**Region segmentation records**
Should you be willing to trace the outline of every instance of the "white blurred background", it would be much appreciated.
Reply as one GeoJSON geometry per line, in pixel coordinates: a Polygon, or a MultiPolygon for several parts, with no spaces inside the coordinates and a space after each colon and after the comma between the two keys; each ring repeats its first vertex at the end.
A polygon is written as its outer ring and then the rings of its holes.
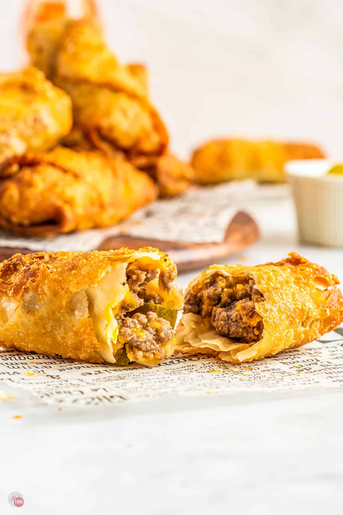
{"type": "MultiPolygon", "coordinates": [[[[23,62],[24,0],[0,0],[0,69],[23,62]]],[[[300,138],[342,157],[340,0],[99,0],[107,40],[149,67],[150,90],[187,157],[221,135],[300,138]]]]}

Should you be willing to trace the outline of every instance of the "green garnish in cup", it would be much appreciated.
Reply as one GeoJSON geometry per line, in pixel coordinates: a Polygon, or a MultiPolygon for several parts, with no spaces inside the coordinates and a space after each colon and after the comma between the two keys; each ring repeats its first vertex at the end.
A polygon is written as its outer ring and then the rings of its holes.
{"type": "Polygon", "coordinates": [[[340,163],[334,165],[328,172],[328,175],[343,175],[343,164],[340,163]]]}

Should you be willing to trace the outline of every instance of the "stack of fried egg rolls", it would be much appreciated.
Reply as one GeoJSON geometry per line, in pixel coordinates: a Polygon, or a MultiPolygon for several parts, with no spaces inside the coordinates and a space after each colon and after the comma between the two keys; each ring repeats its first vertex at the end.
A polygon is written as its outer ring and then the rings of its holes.
{"type": "Polygon", "coordinates": [[[144,171],[149,163],[162,196],[188,189],[191,167],[174,157],[163,159],[169,136],[149,99],[145,66],[119,63],[97,20],[71,19],[61,9],[49,16],[48,4],[44,12],[29,32],[27,47],[32,63],[71,98],[74,126],[63,144],[110,156],[123,153],[144,171]]]}
{"type": "Polygon", "coordinates": [[[31,66],[0,74],[0,164],[52,148],[72,124],[70,97],[41,71],[31,66]]]}
{"type": "Polygon", "coordinates": [[[183,298],[158,249],[16,254],[0,265],[0,346],[125,365],[174,351],[183,298]]]}
{"type": "Polygon", "coordinates": [[[0,225],[28,236],[105,227],[157,194],[149,176],[120,157],[57,147],[0,167],[0,225]]]}
{"type": "Polygon", "coordinates": [[[202,184],[249,178],[280,182],[285,180],[286,161],[324,157],[319,147],[309,143],[222,139],[196,149],[191,164],[196,181],[202,184]]]}
{"type": "Polygon", "coordinates": [[[338,284],[295,253],[257,266],[213,265],[187,288],[177,350],[241,363],[301,347],[343,322],[338,284]]]}

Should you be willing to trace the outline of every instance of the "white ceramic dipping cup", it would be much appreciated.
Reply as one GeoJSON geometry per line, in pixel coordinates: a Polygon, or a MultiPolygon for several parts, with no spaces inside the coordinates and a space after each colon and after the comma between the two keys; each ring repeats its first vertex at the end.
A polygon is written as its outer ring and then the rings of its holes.
{"type": "Polygon", "coordinates": [[[327,175],[339,162],[298,159],[285,165],[303,242],[343,247],[343,175],[327,175]]]}

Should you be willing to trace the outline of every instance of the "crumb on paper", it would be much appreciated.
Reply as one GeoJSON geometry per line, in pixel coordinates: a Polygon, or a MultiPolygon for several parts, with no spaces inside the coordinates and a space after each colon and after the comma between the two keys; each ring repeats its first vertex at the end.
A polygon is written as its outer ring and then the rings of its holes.
{"type": "Polygon", "coordinates": [[[5,390],[0,390],[0,400],[4,402],[14,402],[16,398],[15,395],[12,395],[9,391],[5,391],[5,390]]]}
{"type": "Polygon", "coordinates": [[[36,372],[30,372],[28,368],[27,368],[26,371],[24,375],[26,375],[28,377],[31,377],[31,375],[35,375],[36,373],[36,372]]]}

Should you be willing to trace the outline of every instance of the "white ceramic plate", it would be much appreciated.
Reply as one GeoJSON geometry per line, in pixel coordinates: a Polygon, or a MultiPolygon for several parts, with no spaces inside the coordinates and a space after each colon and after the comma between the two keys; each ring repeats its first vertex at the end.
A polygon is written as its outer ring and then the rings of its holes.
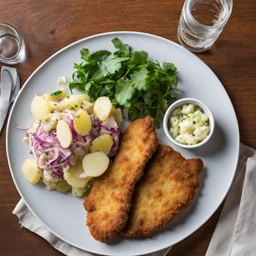
{"type": "MultiPolygon", "coordinates": [[[[77,92],[75,91],[75,93],[77,92]]],[[[128,125],[124,121],[124,131],[128,125]]],[[[132,256],[152,252],[177,243],[202,225],[222,202],[229,188],[237,164],[239,134],[237,120],[230,100],[220,82],[210,68],[193,53],[177,44],[159,37],[136,32],[113,32],[96,35],[67,46],[49,58],[31,75],[21,90],[12,107],[6,132],[8,162],[14,183],[29,209],[37,219],[60,239],[78,248],[99,254],[132,256]],[[86,226],[84,198],[48,191],[42,182],[29,182],[22,172],[27,158],[28,146],[21,141],[26,131],[15,128],[28,127],[33,122],[30,104],[34,92],[42,95],[64,87],[57,85],[58,78],[71,77],[73,63],[80,63],[80,50],[90,52],[101,49],[115,50],[111,42],[118,37],[133,50],[143,50],[148,59],[160,63],[171,62],[177,68],[179,99],[196,98],[205,102],[212,112],[215,129],[209,141],[200,148],[186,150],[172,144],[165,135],[162,124],[158,130],[160,143],[171,146],[186,158],[200,158],[204,168],[199,176],[200,187],[192,204],[164,229],[148,238],[126,239],[119,235],[106,244],[95,240],[86,226]]]]}

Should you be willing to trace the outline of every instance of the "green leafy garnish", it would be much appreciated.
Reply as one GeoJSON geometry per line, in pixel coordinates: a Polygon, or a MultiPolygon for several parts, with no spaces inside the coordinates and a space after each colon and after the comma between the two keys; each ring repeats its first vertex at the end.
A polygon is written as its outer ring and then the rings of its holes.
{"type": "Polygon", "coordinates": [[[80,51],[83,61],[74,64],[73,81],[68,79],[71,93],[72,88],[77,87],[88,95],[91,102],[107,96],[116,108],[129,108],[130,121],[149,114],[159,128],[167,102],[176,98],[171,94],[178,90],[176,68],[172,63],[164,62],[161,65],[157,60],[147,60],[148,54],[144,51],[132,52],[129,46],[118,38],[112,42],[117,49],[112,59],[106,59],[111,53],[106,50],[91,54],[87,48],[80,51]]]}
{"type": "Polygon", "coordinates": [[[58,91],[56,91],[54,92],[53,92],[52,94],[51,94],[51,95],[53,97],[56,97],[58,95],[61,94],[62,93],[62,91],[60,91],[59,90],[58,90],[58,91]]]}

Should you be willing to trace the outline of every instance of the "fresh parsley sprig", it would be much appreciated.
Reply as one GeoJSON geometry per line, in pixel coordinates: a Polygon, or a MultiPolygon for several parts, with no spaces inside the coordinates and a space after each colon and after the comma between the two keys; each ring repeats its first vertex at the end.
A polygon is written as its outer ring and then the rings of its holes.
{"type": "Polygon", "coordinates": [[[178,90],[177,69],[172,63],[164,62],[161,66],[157,60],[149,61],[146,52],[132,52],[130,46],[118,38],[111,42],[117,49],[113,58],[106,59],[111,54],[106,50],[91,54],[87,49],[80,51],[83,62],[74,64],[73,81],[68,79],[71,93],[72,88],[77,86],[92,102],[106,96],[116,108],[129,108],[130,121],[150,115],[159,128],[167,102],[176,99],[171,92],[178,90]]]}

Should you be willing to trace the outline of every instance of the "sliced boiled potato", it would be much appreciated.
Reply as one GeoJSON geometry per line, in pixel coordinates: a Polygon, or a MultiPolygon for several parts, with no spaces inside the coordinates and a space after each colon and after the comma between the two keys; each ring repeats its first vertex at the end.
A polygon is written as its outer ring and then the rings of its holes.
{"type": "Polygon", "coordinates": [[[62,146],[64,148],[68,148],[73,139],[69,125],[64,121],[60,120],[57,124],[56,133],[62,146]]]}
{"type": "Polygon", "coordinates": [[[116,109],[113,105],[112,105],[112,108],[110,111],[110,116],[111,115],[114,117],[115,121],[118,124],[119,124],[121,122],[123,121],[123,117],[122,115],[121,109],[119,108],[116,109]]]}
{"type": "Polygon", "coordinates": [[[78,162],[75,165],[67,171],[64,178],[73,187],[78,188],[85,187],[86,183],[91,179],[88,176],[86,178],[79,178],[79,176],[84,172],[82,162],[78,162]]]}
{"type": "Polygon", "coordinates": [[[102,134],[96,138],[92,142],[90,149],[92,153],[100,151],[107,155],[110,151],[113,143],[113,139],[110,134],[102,134]]]}
{"type": "Polygon", "coordinates": [[[30,159],[23,164],[22,172],[31,183],[36,184],[41,177],[42,170],[37,167],[36,159],[30,159]]]}
{"type": "MultiPolygon", "coordinates": [[[[84,108],[83,103],[82,104],[82,102],[84,101],[87,101],[89,100],[90,97],[87,94],[71,95],[68,96],[58,103],[54,103],[55,105],[53,105],[52,107],[58,112],[62,112],[65,109],[76,111],[84,108]]],[[[52,103],[53,104],[53,102],[52,103]]]]}
{"type": "Polygon", "coordinates": [[[104,122],[108,118],[112,108],[112,103],[107,97],[98,98],[94,103],[93,113],[104,122]]]}
{"type": "Polygon", "coordinates": [[[44,130],[49,132],[52,130],[56,129],[57,124],[60,119],[59,114],[52,114],[46,116],[42,120],[42,125],[43,126],[44,130]]]}
{"type": "Polygon", "coordinates": [[[43,181],[46,185],[46,188],[48,190],[53,190],[55,189],[63,194],[65,194],[71,187],[71,186],[65,180],[59,181],[58,182],[54,182],[48,181],[44,177],[43,178],[43,181]]]}
{"type": "Polygon", "coordinates": [[[76,132],[81,136],[89,134],[91,128],[91,120],[85,110],[79,110],[75,115],[74,127],[76,132]]]}
{"type": "Polygon", "coordinates": [[[91,114],[93,113],[93,108],[94,104],[93,103],[91,103],[89,101],[82,101],[80,106],[81,108],[82,108],[83,110],[85,110],[89,114],[91,114]]]}
{"type": "Polygon", "coordinates": [[[83,159],[82,166],[88,175],[98,177],[107,170],[109,163],[109,158],[100,151],[86,155],[83,159]]]}
{"type": "Polygon", "coordinates": [[[40,96],[36,96],[31,104],[31,112],[33,115],[42,120],[48,114],[51,113],[52,108],[48,97],[44,98],[40,96]]]}

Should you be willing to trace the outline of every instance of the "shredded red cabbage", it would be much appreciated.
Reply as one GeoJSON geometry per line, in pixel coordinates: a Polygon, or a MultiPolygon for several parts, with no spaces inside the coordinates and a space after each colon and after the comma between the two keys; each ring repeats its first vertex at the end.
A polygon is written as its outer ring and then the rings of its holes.
{"type": "MultiPolygon", "coordinates": [[[[49,115],[54,114],[60,114],[60,119],[66,122],[70,127],[73,140],[68,148],[64,148],[61,146],[56,130],[52,130],[47,132],[44,130],[43,125],[41,124],[37,125],[38,127],[34,133],[29,131],[26,134],[29,139],[31,151],[30,154],[33,154],[37,160],[38,167],[44,171],[42,177],[45,173],[47,174],[48,181],[57,182],[60,179],[59,177],[63,179],[65,171],[77,162],[78,159],[77,156],[75,156],[75,152],[80,150],[84,155],[87,154],[89,146],[93,140],[102,134],[109,134],[113,139],[113,145],[108,155],[110,159],[110,164],[113,162],[122,134],[120,126],[115,121],[113,123],[113,120],[112,120],[112,123],[109,122],[109,123],[114,124],[113,127],[106,127],[100,123],[97,116],[91,114],[90,117],[92,127],[89,134],[82,136],[76,132],[74,127],[76,112],[66,110],[62,113],[56,112],[49,115]]],[[[16,124],[15,126],[22,130],[27,130],[32,126],[23,129],[16,124]]]]}

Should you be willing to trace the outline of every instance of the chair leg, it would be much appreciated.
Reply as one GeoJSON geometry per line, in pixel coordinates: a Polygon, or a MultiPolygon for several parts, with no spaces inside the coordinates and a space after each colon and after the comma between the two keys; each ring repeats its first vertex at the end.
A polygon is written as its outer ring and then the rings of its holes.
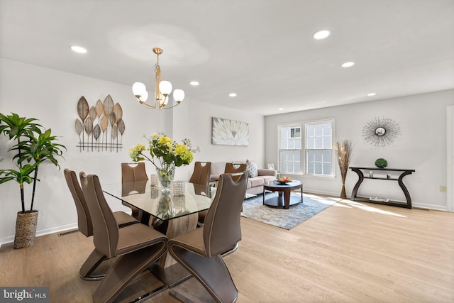
{"type": "Polygon", "coordinates": [[[216,302],[233,302],[238,290],[221,255],[204,257],[176,245],[169,246],[169,253],[210,293],[216,302]]]}
{"type": "Polygon", "coordinates": [[[137,275],[165,251],[166,243],[162,241],[118,257],[93,294],[93,302],[107,303],[114,301],[137,275]]]}
{"type": "Polygon", "coordinates": [[[96,249],[94,250],[79,270],[80,278],[87,281],[102,280],[106,275],[105,274],[92,275],[92,272],[93,272],[104,260],[106,260],[106,256],[104,254],[99,253],[96,249]]]}

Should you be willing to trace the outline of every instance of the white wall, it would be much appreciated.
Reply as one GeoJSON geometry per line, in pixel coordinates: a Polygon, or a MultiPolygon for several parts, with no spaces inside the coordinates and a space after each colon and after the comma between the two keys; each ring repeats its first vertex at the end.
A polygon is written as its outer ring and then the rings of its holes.
{"type": "MultiPolygon", "coordinates": [[[[65,159],[60,161],[62,170],[50,163],[40,167],[34,209],[39,210],[37,235],[69,229],[77,226],[77,213],[70,194],[62,169],[76,172],[84,170],[96,174],[104,184],[121,180],[120,163],[131,162],[128,150],[138,143],[145,143],[142,133],[148,135],[164,131],[181,141],[191,139],[201,152],[194,155],[195,160],[216,161],[245,159],[264,160],[262,116],[251,115],[221,106],[211,106],[187,97],[175,109],[157,111],[140,106],[132,95],[130,86],[88,78],[55,70],[43,68],[18,62],[0,59],[0,112],[17,113],[34,117],[59,138],[58,143],[67,148],[65,159]],[[83,95],[90,106],[110,94],[114,103],[118,102],[123,111],[126,131],[123,136],[123,148],[117,152],[80,152],[77,148],[79,136],[74,128],[78,117],[77,104],[83,95]],[[249,123],[250,145],[247,148],[223,147],[211,144],[211,116],[232,119],[249,123]]],[[[7,152],[13,143],[0,137],[0,168],[13,167],[11,155],[7,152]]],[[[148,173],[153,167],[147,163],[148,173]]],[[[176,177],[188,180],[192,166],[177,170],[176,177]]],[[[26,201],[30,205],[30,187],[26,188],[26,201]]],[[[18,184],[9,182],[0,184],[0,245],[13,240],[16,216],[21,209],[18,184]]],[[[114,210],[127,210],[118,201],[109,199],[114,210]]]]}
{"type": "MultiPolygon", "coordinates": [[[[407,96],[265,117],[265,160],[277,161],[277,125],[335,119],[334,141],[350,139],[354,148],[350,166],[375,167],[375,161],[384,158],[388,167],[414,169],[404,183],[414,206],[447,209],[446,185],[446,107],[454,104],[454,90],[407,96]],[[402,135],[397,142],[385,148],[375,148],[362,137],[363,126],[375,117],[392,118],[399,125],[402,135]]],[[[334,178],[292,176],[304,182],[304,190],[339,195],[342,187],[338,166],[334,178]]],[[[351,170],[345,188],[350,197],[358,180],[351,170]]],[[[365,180],[358,194],[380,196],[404,201],[397,182],[365,180]]]]}

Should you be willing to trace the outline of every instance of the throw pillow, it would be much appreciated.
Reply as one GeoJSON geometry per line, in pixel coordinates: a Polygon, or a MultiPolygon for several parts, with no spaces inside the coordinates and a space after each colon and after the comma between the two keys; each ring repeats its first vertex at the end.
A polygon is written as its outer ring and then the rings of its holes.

**Instructions to follow**
Extract and copy every line of the records above that contains the word "white".

**Complete output**
Should you be willing to trace the outline of every instance of the "white blurred background", it would be much appreciated.
Should you be willing to trace the outline of every instance of the "white ceramic dipping cup", it would be much appreciated.
Should you be willing to trace the outline of every instance of the "white ceramic plate", it would be much appreciated.
Should you be willing to trace the outline of every instance of the white wall, it would be much appreciated.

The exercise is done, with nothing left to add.